PROBLEM DETAILS
What is needed is an exact copy of the line that contains "# return x and y for each instance of the asphalt" and of all later lines to the end of the records below, with no other lines.

═════ RECORD EXCERPTS

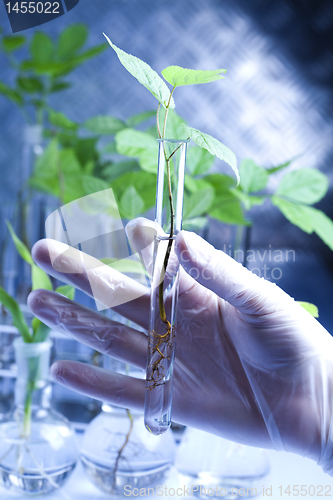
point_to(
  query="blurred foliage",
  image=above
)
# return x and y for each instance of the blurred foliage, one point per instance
(39, 331)
(41, 65)
(73, 166)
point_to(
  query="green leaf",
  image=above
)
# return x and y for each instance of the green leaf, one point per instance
(215, 147)
(18, 318)
(135, 144)
(60, 120)
(93, 184)
(40, 331)
(110, 148)
(145, 75)
(252, 177)
(11, 94)
(41, 48)
(45, 185)
(296, 214)
(248, 200)
(226, 206)
(85, 56)
(114, 170)
(308, 219)
(131, 203)
(175, 125)
(305, 185)
(135, 120)
(21, 248)
(66, 290)
(104, 125)
(127, 266)
(11, 43)
(178, 76)
(322, 225)
(30, 85)
(198, 161)
(311, 308)
(198, 203)
(48, 67)
(47, 164)
(73, 188)
(71, 40)
(39, 278)
(144, 183)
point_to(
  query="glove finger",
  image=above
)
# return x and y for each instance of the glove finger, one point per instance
(108, 286)
(221, 274)
(115, 388)
(89, 327)
(141, 233)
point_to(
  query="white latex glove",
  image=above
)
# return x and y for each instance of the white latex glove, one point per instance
(251, 364)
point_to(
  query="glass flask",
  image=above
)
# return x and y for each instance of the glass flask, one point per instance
(220, 468)
(164, 287)
(38, 450)
(117, 452)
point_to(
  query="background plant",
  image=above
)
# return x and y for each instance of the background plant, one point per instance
(38, 331)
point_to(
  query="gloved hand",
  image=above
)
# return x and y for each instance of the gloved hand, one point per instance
(251, 364)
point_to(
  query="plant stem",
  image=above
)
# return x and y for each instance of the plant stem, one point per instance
(116, 465)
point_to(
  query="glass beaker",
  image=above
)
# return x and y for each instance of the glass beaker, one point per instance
(38, 448)
(164, 286)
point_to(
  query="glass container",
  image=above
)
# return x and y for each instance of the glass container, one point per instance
(117, 452)
(38, 448)
(164, 286)
(220, 468)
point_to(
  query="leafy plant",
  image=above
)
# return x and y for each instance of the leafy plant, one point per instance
(44, 69)
(39, 331)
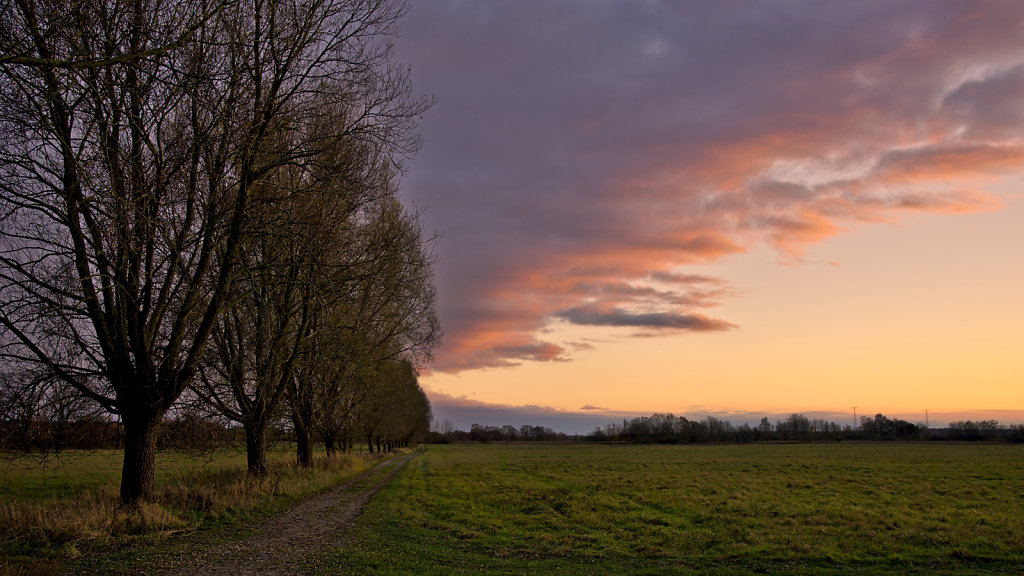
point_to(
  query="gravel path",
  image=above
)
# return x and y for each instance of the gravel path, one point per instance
(289, 543)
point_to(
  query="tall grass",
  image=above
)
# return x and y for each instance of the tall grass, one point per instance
(71, 508)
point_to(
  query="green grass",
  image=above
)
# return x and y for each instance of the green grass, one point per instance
(809, 508)
(66, 508)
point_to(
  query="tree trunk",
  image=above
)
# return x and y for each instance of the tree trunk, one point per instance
(303, 442)
(141, 427)
(256, 448)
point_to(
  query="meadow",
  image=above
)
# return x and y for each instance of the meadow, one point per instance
(55, 510)
(777, 508)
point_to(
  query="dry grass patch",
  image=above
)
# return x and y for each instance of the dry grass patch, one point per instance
(54, 513)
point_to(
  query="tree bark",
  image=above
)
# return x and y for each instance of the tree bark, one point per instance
(256, 447)
(141, 427)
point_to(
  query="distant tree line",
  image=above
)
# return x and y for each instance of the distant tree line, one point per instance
(199, 214)
(444, 433)
(668, 428)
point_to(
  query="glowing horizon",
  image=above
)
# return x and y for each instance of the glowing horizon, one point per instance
(723, 209)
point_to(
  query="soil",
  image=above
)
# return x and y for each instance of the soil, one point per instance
(290, 543)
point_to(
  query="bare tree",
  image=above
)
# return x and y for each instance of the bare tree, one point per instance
(132, 137)
(381, 310)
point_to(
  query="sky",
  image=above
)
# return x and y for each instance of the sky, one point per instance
(738, 209)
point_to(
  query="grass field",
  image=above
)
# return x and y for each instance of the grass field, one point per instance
(68, 507)
(801, 508)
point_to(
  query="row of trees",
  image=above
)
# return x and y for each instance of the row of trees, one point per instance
(198, 202)
(668, 428)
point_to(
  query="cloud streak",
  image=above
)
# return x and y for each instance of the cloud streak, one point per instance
(582, 156)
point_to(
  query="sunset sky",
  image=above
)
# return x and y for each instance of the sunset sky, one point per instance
(730, 208)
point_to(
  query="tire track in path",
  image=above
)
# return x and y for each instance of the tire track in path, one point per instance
(290, 543)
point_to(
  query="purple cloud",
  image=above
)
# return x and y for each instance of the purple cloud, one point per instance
(583, 153)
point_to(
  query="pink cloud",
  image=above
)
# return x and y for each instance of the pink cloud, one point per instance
(573, 177)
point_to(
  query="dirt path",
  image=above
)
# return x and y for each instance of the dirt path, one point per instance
(288, 543)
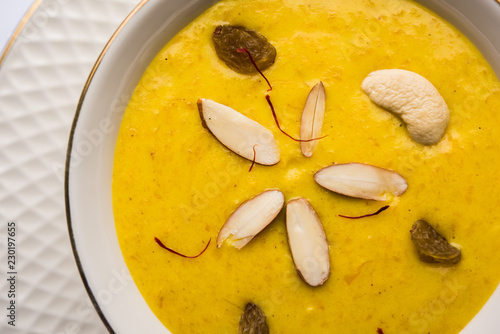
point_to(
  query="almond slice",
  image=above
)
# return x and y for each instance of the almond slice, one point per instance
(312, 119)
(361, 181)
(239, 133)
(307, 242)
(250, 218)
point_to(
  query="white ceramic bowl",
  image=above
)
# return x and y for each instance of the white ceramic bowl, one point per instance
(91, 148)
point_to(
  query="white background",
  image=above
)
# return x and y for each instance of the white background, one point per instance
(11, 14)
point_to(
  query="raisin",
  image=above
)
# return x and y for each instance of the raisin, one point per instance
(228, 39)
(253, 321)
(432, 247)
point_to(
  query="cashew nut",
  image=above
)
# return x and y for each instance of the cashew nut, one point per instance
(414, 99)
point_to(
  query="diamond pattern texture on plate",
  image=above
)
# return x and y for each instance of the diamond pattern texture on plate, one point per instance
(41, 79)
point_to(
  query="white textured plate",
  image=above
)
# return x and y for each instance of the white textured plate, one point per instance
(90, 159)
(41, 78)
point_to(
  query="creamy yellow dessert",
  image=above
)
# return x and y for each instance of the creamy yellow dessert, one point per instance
(174, 181)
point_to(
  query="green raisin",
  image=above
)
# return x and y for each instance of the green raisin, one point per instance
(432, 247)
(253, 321)
(228, 39)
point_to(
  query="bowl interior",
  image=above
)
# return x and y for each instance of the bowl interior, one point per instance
(95, 130)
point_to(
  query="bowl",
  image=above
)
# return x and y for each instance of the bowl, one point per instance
(95, 129)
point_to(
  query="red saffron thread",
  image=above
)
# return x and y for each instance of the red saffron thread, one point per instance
(158, 241)
(368, 215)
(254, 157)
(245, 50)
(268, 98)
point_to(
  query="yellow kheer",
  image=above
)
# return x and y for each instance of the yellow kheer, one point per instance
(173, 180)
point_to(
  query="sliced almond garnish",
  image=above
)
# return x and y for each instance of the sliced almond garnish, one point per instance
(250, 218)
(312, 119)
(307, 241)
(239, 133)
(361, 181)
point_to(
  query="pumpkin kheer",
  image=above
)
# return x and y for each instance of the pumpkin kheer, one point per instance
(174, 181)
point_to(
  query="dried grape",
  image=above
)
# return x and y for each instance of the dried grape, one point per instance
(253, 321)
(228, 39)
(432, 247)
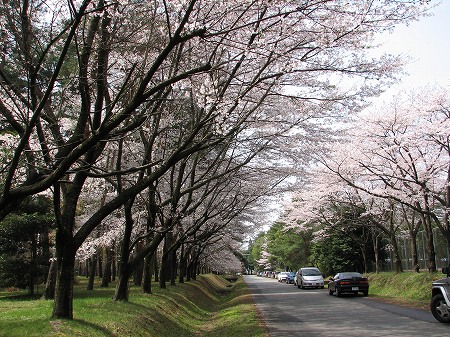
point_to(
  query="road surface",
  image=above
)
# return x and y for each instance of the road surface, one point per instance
(289, 311)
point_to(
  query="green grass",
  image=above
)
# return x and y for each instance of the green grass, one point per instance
(209, 306)
(408, 288)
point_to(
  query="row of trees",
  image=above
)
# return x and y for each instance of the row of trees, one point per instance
(387, 178)
(166, 123)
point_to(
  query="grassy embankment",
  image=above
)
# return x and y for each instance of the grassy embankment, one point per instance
(210, 306)
(410, 289)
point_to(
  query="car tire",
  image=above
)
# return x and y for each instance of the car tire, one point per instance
(439, 309)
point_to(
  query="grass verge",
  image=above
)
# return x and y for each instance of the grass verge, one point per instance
(407, 288)
(209, 306)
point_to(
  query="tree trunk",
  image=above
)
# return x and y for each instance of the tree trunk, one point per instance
(49, 291)
(63, 306)
(124, 272)
(121, 293)
(147, 275)
(173, 267)
(106, 268)
(92, 271)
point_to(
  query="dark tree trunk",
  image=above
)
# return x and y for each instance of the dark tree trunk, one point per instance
(121, 293)
(106, 268)
(92, 271)
(138, 274)
(63, 307)
(155, 267)
(49, 291)
(147, 275)
(173, 267)
(124, 272)
(182, 265)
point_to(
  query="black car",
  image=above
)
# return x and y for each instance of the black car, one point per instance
(349, 282)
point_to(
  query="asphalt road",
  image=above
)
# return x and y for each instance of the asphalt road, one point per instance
(289, 311)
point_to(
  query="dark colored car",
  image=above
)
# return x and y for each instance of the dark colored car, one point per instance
(290, 279)
(349, 283)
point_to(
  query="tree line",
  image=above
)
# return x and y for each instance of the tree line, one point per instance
(163, 127)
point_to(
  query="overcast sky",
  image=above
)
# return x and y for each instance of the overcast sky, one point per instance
(427, 42)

══════════

RESULT
# return x and y for each instance of the asphalt road, one point per instance
(289, 311)
point_to(
  query="dark colored car",
  image=above
)
# return x and y for each instance of the dark colored car, one point per instance
(290, 279)
(349, 283)
point_to(
  query="tree line",
  image=above
)
# return x and y for each instance of the tree line, one point per instance
(163, 127)
point_to(
  query="overcast sky",
  image=above
)
# return x and y for each instance of the overcast sky, one point per instance
(427, 42)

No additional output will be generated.